One of the main benefits of the single payer health care systems that a lot of European countries have is that when there is one payer for health care, there is also only one buyer of health care supplies. In England, when hospitals need ultrasound machines, or prosthetic joints, or bandages, the government sets the prices and the quality specifications. In the U.S., the companies that sell ultrasound machines, prosthetic joints, and bandages set the prices, and if one hospital can’t afford them, then they just sell to some other hospital that can. Companies that manufacture medical equipment are obviously going to set the prices as high as they can, so in the U.S. we end up paying more, often a lot more for the exact same things, than people in Europe. As I mentioned previously, this isn’t the only reason health care costs are so much higher here, but it’s a pretty significant factor, and it’s something we’re going to have to fix if we want health care that’s actually affordable.

The other issue that we’re still grappling with here is that for a lot of Americans, their insurance is through their employer. While it was nice that in the past at least some people had access to decent insurance, at this point the whole employer-sponsored insurance system just seems weird and illogical and annoying. My employer doesn’t buy my groceries or pick out my phone provider, so why are they all up in my health care? It’s a drain on companies’ resources to have to spend time and money dealing with insurance plans and it’s a hassle for employees to have to switch insurance companies if they happen to switch jobs. But maybe the biggest current drawback of employer-sponsored health care is what happens when your employer has religious beliefs that mean they don’t want you to get certain health care at all.

Stored data entries

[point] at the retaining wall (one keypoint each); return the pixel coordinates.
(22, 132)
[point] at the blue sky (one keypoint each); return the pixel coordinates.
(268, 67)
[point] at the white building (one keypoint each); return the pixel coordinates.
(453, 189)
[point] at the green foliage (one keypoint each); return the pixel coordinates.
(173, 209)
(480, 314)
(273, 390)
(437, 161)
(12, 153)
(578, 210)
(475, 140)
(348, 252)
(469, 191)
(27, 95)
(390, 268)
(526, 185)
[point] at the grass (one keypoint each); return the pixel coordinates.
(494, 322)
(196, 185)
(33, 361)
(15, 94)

---

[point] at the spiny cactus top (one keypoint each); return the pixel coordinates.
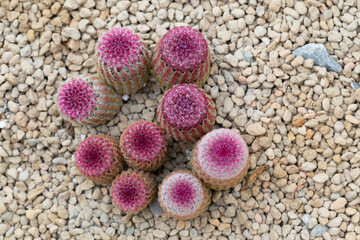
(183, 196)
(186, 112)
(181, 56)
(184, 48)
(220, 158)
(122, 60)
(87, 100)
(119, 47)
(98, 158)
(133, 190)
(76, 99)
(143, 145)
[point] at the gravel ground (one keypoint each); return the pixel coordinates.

» Requirement
Reproduce word for word the part of the health care passage above that begins with the words containing "The other issue" and ends with "care at all.".

» Exercise solution
The other issue that we’re still grappling with here is that for a lot of Americans, their insurance is through their employer. While it was nice that in the past at least some people had access to decent insurance, at this point the whole employer-sponsored insurance system just seems weird and illogical and annoying. My employer doesn’t buy my groceries or pick out my phone provider, so why are they all up in my health care? It’s a drain on companies’ resources to have to spend time and money dealing with insurance plans and it’s a hassle for employees to have to switch insurance companies if they happen to switch jobs. But maybe the biggest current drawback of employer-sponsored health care is what happens when your employer has religious beliefs that mean they don’t want you to get certain health care at all.